### Point localization data
————————
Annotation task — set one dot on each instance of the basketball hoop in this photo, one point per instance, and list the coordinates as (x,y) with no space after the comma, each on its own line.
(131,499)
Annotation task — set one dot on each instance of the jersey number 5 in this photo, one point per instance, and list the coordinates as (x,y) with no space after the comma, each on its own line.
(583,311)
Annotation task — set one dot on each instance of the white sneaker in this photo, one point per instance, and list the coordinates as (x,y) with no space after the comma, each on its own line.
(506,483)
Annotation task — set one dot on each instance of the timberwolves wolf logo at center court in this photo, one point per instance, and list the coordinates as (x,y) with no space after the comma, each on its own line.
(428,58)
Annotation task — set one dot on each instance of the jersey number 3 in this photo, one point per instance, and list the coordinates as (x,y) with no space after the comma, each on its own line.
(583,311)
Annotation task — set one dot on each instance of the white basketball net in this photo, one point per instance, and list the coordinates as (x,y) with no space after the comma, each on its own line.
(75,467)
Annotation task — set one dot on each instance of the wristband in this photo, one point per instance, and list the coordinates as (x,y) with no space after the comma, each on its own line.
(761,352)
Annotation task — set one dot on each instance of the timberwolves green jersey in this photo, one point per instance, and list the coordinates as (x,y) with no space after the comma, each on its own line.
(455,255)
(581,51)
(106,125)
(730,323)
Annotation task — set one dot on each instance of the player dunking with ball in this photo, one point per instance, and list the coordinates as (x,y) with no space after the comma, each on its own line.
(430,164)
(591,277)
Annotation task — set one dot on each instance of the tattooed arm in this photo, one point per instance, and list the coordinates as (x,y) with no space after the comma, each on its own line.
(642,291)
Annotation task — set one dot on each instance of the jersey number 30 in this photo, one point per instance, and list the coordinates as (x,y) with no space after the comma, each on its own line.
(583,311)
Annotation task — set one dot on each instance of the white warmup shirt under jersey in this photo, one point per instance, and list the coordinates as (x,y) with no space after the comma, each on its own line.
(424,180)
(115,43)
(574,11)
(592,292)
————————
### WHAT YOU ARE ASKED TO DO
Retype the data precisely.

### TASK RESULT
Annotation task — set one dot on each instance of the basketball hoop in this photo, one point per instance, and list the coordinates as (x,y) with no space after the comma, each on its own line.
(131,499)
Annotation task — set one dot on each instance of the jersey number 5 in this photo, one point per instance, and list the coordinates as (x,y) with no space after the comma, each on its own line.
(583,311)
Annotation task — set one dot on each instance of the white sneaker in this photo, one point per instance, and list the coordinates as (x,y) with no space after the comma, each on its own line.
(506,483)
Annotation task — set one dot on each instance of the timberwolves wolf logo at center court in this photo, one point per instance, and list the coordinates as (x,y) with no space after the comma, each on its own line.
(428,58)
Annotation task — set one dot on each instance of the jersey number 3 in this photo, one point per instance, and list the coordinates as (x,y) with no space after the comma, each on its own line.
(583,311)
Annotation task — set one dot on each instance of the white basketball net in this photo, one point per instance, and list the coordinates as (x,y) with no space after the comma, each on its own line.
(75,467)
Annotation task — set one dot on each instance of the wristband in this photo, one point per instance, and list the coordinates as (x,y) with no space after the comma, each on its own line.
(761,352)
Annotation task — set one dot on each instance of the timberwolves green jersey in this photo, one point per instance, and list the coordinates as (x,y) with no space after the comma, each on its own line.
(455,255)
(581,51)
(106,125)
(730,323)
Annotation task — set one dot on each instance of the player dunking with ball in this photo, one point per instance, and list the coordinates as (x,y) with no space after the comma, each on its own line.
(430,164)
(591,277)
Annotation task — set one dot on each instance of the tattooed arm in this photo, one point per instance, and list the coordinates as (x,y) with no space after the comma, each on its own line.
(642,291)
Annotation task — set one dot on each instance of the jersey number 30 in this photo, one point per instance, and list the coordinates as (x,y) with no space after the comma, each on its own line.
(583,311)
Annotation task — set one dot on each instance of the white warmup shirt under jersey in this photo, one point per instance, and list the coordinates as (x,y) with no space after the comma, each on its own line.
(424,180)
(115,43)
(574,11)
(592,292)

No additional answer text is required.